Musharraf inaugurates Mirani Dam in Turbat

TURBAT, Nov 16: President Gen Pervez Musharraf on Thursday inaugurated the Mirani Dam and sought support of the people of Balochistan against `anti-development and retrogressive elements’ to steer the province into a new era of prosperity.

He said on the occasion that there were a handful of anti-development elements which were opposed to Balochistan's development as it came in conflict with their petty interests.

“These elements do not want to see Balochistan develop and progress and want to keep the people illiterate and backward to serve their own interests,” he said.

He sought people's support against such elements and said the government would never allow anyone to challenge the writ of the law.

“Pakistan comes first; we are because of Pakistan,” he said.

He reiterated his resolve to develop Balochistan and said the government had allocated and would continue to provide resources to improve the standard of living of the people of the province.

The president said he would inaugurate the Subakzai dam in March.

President Musharraf also urged people to vote in the next general elections for moderate and progressive people who wanted to take Pakistan forward as a developed country.

“The election 2007 is very important and the future of Pakistan depends on it,” the president said, urging people to reject retrogressive forces.

“There is no place for extremism and terrorism in Pakistan,” he said.

“Balochistan must demand what it needs and we are ready to give it,” the president said.

• • • • • • •

**To do:**
1. In the Mirani Dam report, why does Musharraf say certain elements oppose Balochistan's development? Answer in one to three sentences.
2. Answer these questions from the Mirani Dam report:
(a) On what day of the week did Musharraf inaugurate the Mirani Dam?
(b) Which dam did he say he would inaugurate in March?
(c) Which election did he call very important?
3. Transcribe the part of the Mirani Dam report that opens with the words containing "The president said he" and closes with "the president said.".

**Excerpted records:**
• • • • • • •

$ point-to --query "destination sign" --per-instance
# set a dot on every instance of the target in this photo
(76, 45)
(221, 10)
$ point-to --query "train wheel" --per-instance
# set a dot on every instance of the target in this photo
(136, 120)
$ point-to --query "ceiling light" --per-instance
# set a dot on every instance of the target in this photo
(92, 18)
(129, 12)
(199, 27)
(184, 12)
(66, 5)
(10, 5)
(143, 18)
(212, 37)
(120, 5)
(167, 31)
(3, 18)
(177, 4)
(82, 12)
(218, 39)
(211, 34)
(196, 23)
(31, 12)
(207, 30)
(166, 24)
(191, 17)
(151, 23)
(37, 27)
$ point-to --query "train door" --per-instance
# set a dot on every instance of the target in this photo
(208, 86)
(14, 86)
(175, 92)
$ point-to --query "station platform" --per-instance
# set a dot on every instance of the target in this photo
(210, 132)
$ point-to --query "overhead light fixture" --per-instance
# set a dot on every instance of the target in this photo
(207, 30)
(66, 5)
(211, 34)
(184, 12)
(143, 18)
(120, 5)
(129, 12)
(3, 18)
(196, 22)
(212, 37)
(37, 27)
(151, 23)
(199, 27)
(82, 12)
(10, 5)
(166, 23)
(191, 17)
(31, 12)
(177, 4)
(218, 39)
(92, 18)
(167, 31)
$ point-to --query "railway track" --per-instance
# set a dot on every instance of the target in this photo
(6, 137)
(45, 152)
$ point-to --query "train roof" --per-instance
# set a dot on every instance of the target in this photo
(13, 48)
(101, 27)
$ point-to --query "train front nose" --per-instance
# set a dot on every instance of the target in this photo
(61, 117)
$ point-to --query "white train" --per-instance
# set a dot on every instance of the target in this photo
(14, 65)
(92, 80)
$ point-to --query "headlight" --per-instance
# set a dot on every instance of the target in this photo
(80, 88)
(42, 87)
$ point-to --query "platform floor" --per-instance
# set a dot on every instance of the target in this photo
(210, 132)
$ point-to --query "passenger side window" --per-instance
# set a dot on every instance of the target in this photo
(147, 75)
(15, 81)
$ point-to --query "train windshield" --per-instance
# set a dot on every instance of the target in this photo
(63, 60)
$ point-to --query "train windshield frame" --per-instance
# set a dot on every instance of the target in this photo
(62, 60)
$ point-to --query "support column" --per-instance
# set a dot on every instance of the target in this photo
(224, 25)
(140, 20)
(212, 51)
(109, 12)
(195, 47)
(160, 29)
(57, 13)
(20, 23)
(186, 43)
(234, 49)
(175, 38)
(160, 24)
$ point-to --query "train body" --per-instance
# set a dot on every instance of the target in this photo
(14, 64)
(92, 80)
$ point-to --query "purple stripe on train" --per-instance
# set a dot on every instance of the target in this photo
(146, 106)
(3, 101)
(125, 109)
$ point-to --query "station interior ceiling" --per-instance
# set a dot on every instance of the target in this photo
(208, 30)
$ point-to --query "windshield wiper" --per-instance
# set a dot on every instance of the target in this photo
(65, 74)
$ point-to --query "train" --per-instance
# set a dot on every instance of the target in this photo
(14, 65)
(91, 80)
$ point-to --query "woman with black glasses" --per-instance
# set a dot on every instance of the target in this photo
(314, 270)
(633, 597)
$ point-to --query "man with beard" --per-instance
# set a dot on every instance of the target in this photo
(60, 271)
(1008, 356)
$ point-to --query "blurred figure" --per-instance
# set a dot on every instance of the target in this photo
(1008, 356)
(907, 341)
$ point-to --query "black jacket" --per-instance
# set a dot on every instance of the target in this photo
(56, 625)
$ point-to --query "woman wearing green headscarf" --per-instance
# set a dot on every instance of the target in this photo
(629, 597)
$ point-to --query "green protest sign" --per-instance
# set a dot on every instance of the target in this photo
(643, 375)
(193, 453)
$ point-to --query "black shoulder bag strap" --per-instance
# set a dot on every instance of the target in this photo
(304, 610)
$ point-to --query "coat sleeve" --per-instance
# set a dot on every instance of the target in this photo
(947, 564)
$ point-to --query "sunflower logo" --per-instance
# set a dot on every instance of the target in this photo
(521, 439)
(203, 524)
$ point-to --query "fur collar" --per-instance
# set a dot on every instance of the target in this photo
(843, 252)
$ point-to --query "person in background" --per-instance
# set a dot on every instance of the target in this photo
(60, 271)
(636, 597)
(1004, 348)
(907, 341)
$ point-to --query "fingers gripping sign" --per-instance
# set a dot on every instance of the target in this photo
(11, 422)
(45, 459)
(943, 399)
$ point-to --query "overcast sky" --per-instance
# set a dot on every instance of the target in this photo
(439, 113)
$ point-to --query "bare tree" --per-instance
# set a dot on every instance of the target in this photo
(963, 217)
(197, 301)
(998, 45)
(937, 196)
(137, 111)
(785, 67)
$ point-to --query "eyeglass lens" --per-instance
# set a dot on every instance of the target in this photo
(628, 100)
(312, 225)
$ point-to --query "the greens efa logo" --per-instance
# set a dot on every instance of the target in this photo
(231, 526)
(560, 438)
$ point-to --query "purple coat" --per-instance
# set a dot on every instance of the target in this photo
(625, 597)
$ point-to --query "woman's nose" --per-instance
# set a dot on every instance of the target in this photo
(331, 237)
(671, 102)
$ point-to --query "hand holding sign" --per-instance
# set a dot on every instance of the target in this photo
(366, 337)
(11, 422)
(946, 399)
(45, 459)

• • • • • • •

**Answers:**
1. He says these elements oppose Balochistan's development because it conflicts with their petty interests. They want to keep the people illiterate and backward in order to serve their own interests.

2.
(a) Thursday
(b) The Subakzai dam
(c) The election 2007

3.
The president said he would inaugurate the Subakzai dam in March.

President Musharraf also urged people to vote in the next general elections for moderate and progressive people who wanted to take Pakistan forward as a developed country.

“The election 2007 is very important and the future of Pakistan depends on it,” the president said, urging people to reject retrogressive forces.

“There is no place for extremism and terrorism in Pakistan,” he said.

“Balochistan must demand what it needs and we are ready to give it,” the president said.